It’s not yet certain whether this organization has been charged with new duties or whether it merely centralizes the multiple Chinese agencies engaged in Internet spying and censorship. Either way, its formation has come at a politically troubled time in Chinese history in which a government crackdown on free thinkers has resulted in the detention of dozens of activists, lawyers, artists and online commentators.

Tens of thousands (if not more) of China’s online censors regularly delete or ban searches of words considered sensitive, such as “jasmine” during the North African and Middle Eastern protests or the name of contemporary artist Ai Weiwei who was detained last month after failing to curb his frank assessment of China’s political strictures. Personal emails aren’t personal at all; Chinese have gone to jail for expressing in their private online correspondence what in many countries would be considered mild, even innocuous, anti-government sentiment. Foreign journalists living in China have had their emails accounts hacked.Although China now boasts the world’s largest number of online citizens, its Internet operates in a parallel world. Because Twitter and Facebook are banned in China—presumably to halt the kind of untoward, online-organized protests that have infected North Africa and the Middle East—local clones of these sites have proliferated. The same day that Beijing’s new Internet-monitoring agency was announced, Renren, China’s more pliant version of social-networking company Facebook, held its initial public offering. After one day of trading, the company had amassed a cool $743 million, raising its valuation to 72 times last year’s sales. (By contrast, Facebook managed a mere 25 times, though it is—and was—a far bigger company.)

But Renren’s successful IPO notwithstanding, the company faces the same problems shared by other Chinese tech firms: murky company data, intellectual-property concerns and a tight government leash on content. And now there’s even a new agency charged with censoring companies just like Renren. We’ll have to see what this year’s May 4 movement brings to China’s virtual world.

**GIVEN ENTRIES**:

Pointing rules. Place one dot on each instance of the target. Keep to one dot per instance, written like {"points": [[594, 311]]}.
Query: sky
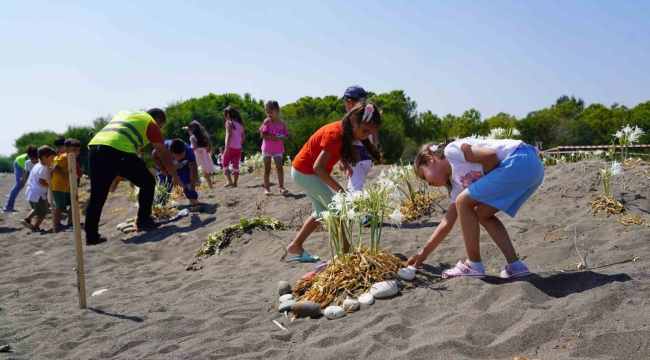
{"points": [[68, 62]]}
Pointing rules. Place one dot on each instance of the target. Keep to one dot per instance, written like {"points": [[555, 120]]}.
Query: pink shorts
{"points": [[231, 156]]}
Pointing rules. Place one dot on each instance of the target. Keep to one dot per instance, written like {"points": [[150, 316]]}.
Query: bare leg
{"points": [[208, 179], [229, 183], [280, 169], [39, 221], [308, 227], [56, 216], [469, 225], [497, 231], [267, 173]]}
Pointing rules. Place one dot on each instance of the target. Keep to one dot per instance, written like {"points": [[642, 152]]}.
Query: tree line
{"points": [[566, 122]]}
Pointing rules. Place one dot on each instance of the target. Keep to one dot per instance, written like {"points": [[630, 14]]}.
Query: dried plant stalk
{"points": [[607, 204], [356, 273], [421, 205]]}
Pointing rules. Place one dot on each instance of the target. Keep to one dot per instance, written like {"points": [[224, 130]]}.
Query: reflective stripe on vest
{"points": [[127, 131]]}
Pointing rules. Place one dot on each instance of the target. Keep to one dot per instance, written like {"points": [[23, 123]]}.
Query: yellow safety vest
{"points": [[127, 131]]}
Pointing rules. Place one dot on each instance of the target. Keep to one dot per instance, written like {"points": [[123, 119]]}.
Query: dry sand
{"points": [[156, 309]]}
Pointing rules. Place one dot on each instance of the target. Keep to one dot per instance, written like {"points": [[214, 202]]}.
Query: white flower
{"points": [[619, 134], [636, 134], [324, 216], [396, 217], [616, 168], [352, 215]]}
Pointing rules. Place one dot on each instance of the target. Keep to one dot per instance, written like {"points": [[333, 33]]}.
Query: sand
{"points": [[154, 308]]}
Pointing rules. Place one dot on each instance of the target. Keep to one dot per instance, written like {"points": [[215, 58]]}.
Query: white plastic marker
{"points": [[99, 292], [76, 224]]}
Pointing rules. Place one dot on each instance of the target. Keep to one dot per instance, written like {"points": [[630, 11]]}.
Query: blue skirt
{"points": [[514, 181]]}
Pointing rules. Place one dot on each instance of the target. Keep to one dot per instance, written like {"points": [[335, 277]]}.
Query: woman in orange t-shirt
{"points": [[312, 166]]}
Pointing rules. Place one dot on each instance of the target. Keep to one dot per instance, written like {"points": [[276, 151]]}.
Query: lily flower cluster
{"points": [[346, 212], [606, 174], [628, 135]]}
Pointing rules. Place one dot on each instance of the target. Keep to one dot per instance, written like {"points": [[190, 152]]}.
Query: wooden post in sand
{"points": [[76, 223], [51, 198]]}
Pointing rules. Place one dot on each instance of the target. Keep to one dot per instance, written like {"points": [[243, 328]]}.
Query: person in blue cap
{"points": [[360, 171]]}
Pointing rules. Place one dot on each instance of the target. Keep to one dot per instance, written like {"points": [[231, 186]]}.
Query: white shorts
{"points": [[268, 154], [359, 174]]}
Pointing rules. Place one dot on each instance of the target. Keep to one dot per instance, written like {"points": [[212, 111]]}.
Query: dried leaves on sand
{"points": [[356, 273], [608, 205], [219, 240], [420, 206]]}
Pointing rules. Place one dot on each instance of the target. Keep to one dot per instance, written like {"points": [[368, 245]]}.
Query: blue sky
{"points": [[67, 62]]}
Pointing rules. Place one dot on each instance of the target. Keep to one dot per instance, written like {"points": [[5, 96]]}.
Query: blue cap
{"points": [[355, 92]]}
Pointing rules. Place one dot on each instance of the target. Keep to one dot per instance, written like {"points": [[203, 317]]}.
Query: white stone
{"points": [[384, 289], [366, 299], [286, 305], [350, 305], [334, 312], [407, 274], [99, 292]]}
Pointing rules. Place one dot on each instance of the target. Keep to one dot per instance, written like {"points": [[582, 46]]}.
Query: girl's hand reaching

**TASK STATEMENT**: In the text on Chinese Internet censorship, how much money had Renren amassed after one day of trading?

**TASK RESPONSE**: $743 million.